▶ [Required work]:
Rescale everything from the line containing "Q: Find one point on every instance of the electrical" down to the end of the data below. Repeat every line, requests included, but multiply each coordinate in the answers by 2.1 and round it to a whole number, with halves rounded up.

<<<<

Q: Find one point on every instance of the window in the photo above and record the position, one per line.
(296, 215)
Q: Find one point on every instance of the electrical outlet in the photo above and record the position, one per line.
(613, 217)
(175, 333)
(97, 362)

>>>>

▶ [The response]:
Q: Find one point on every instance of the electrical outlet in the photo above and record the position, one per line.
(1287, 456)
(368, 699)
(204, 760)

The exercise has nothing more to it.